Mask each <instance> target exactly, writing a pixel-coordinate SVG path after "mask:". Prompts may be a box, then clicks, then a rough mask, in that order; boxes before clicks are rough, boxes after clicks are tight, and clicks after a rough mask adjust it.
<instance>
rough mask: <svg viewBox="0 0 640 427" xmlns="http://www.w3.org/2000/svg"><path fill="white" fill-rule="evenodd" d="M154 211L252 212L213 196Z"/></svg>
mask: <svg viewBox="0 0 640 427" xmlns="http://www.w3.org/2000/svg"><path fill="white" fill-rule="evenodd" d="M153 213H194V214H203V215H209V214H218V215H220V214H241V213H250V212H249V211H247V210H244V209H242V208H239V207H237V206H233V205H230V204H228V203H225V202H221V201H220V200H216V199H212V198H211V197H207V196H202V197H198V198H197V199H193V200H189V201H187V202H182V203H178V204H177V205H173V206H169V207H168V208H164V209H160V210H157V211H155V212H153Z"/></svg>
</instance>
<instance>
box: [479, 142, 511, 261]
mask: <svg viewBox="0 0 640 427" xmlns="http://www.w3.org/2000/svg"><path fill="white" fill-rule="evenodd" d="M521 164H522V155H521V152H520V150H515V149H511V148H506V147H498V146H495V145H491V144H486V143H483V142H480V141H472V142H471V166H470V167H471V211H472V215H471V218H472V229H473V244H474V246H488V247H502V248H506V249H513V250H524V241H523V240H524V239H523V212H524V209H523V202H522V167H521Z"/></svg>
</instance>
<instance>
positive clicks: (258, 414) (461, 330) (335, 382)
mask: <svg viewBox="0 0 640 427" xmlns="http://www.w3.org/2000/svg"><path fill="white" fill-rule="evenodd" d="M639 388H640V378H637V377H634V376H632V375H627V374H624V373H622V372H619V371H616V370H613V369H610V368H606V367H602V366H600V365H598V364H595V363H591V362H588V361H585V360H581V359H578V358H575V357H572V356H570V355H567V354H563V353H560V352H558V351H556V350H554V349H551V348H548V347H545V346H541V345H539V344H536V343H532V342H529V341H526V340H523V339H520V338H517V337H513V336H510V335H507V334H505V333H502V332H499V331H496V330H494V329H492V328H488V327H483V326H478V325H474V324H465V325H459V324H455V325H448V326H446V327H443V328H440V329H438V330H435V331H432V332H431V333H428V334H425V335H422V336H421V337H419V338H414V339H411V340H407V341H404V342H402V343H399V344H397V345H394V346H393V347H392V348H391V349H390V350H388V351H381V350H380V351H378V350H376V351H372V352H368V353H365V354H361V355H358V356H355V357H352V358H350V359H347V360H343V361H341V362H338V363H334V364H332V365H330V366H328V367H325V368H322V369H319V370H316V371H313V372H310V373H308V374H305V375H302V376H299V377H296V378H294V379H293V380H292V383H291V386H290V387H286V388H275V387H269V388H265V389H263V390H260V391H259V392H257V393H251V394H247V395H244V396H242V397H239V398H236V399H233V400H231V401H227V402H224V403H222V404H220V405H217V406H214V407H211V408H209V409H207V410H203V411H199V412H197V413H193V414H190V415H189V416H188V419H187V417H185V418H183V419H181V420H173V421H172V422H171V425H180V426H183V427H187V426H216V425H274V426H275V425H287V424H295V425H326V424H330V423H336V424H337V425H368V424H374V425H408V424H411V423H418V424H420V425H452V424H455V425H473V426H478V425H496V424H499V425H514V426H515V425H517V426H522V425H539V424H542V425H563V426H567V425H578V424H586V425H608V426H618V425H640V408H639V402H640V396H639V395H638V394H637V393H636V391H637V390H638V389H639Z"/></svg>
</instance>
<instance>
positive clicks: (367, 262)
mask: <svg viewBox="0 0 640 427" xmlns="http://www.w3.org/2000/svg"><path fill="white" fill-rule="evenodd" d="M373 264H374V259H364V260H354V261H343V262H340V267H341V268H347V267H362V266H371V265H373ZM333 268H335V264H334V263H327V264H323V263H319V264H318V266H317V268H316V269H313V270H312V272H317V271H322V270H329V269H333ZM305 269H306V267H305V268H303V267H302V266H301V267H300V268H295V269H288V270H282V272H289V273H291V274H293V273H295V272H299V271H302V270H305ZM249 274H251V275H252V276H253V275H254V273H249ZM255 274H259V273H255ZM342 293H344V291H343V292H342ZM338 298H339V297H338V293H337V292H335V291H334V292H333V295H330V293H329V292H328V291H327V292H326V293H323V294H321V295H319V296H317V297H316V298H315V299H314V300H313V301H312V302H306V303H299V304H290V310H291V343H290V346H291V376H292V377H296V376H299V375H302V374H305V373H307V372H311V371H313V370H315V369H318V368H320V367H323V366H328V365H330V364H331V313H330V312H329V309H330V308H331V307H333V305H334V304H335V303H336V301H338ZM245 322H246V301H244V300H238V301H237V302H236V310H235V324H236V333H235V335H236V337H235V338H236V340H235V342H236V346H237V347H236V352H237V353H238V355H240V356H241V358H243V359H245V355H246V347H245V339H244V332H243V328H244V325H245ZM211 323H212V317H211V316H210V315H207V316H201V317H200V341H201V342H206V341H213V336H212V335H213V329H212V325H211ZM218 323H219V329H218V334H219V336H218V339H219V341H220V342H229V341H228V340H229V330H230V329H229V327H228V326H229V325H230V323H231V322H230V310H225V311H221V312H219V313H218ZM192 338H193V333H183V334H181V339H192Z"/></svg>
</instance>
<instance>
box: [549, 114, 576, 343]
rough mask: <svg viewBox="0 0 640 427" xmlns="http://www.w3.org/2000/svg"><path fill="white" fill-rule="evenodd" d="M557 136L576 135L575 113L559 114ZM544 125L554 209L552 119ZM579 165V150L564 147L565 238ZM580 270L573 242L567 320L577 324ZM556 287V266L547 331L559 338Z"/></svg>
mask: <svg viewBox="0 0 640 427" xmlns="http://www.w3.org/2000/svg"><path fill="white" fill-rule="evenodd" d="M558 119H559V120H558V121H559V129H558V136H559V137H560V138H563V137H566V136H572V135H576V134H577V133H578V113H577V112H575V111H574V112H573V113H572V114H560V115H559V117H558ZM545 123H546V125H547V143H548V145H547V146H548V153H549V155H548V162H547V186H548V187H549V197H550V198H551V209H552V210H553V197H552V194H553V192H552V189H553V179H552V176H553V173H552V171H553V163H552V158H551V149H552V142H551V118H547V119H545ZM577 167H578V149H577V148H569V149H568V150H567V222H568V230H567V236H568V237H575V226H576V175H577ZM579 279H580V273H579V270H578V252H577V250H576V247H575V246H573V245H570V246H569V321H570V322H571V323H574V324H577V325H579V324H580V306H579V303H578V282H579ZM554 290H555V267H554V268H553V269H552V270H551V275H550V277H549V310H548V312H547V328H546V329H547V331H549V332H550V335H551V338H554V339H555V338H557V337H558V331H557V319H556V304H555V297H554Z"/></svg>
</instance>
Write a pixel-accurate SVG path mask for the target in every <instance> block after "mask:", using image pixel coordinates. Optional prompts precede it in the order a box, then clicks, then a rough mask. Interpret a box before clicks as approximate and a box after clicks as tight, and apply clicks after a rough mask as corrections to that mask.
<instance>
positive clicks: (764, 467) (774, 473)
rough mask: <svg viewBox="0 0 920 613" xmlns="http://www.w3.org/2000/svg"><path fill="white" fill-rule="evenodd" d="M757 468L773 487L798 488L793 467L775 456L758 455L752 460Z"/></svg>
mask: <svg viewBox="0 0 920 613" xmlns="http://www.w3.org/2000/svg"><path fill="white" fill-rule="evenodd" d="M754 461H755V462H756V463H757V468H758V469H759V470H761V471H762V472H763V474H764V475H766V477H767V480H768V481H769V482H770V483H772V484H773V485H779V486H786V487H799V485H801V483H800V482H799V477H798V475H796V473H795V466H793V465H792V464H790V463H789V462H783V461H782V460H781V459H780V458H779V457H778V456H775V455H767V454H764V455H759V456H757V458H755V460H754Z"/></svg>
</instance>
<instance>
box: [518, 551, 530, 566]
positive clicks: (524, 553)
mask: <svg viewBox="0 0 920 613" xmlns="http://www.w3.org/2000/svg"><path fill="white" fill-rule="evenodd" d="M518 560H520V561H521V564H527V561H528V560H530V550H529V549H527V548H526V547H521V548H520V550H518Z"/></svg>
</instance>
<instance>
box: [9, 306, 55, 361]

######

● What needs to be done:
Pull out every line of the data above that contains the string "positive". Only lines where the capitalization matches count.

● Output below:
positive clicks: (258, 414) (461, 330) (335, 382)
positive clicks: (367, 262)
positive clicks: (764, 467) (774, 473)
positive clicks: (524, 553)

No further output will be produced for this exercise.